Rewrite the lines from the one containing "Could you please annotate the car door" through the last line, changing "car door" to "vehicle door" and leaving everything else as it is.

Provided records:
·····
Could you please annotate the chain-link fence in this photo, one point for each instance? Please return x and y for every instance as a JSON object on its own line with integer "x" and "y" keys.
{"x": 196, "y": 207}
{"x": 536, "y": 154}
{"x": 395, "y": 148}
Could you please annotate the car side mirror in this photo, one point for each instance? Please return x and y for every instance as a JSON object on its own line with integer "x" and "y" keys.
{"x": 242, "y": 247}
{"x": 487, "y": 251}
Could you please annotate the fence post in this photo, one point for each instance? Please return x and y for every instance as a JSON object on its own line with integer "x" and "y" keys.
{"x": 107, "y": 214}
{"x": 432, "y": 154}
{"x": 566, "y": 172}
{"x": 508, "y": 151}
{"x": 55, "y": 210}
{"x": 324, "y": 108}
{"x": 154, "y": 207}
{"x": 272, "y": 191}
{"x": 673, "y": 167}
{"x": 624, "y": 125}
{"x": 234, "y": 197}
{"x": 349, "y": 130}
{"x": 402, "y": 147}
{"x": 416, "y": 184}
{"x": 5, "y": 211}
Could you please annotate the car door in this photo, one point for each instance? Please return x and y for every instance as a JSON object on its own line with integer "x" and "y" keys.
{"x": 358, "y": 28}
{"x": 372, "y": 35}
·····
Solution below:
Could you please annotate the vehicle door in this photo, one point for each instance? Please return x and y for every instance as a JSON object on its own line with integer "x" and "y" keys.
{"x": 358, "y": 28}
{"x": 372, "y": 35}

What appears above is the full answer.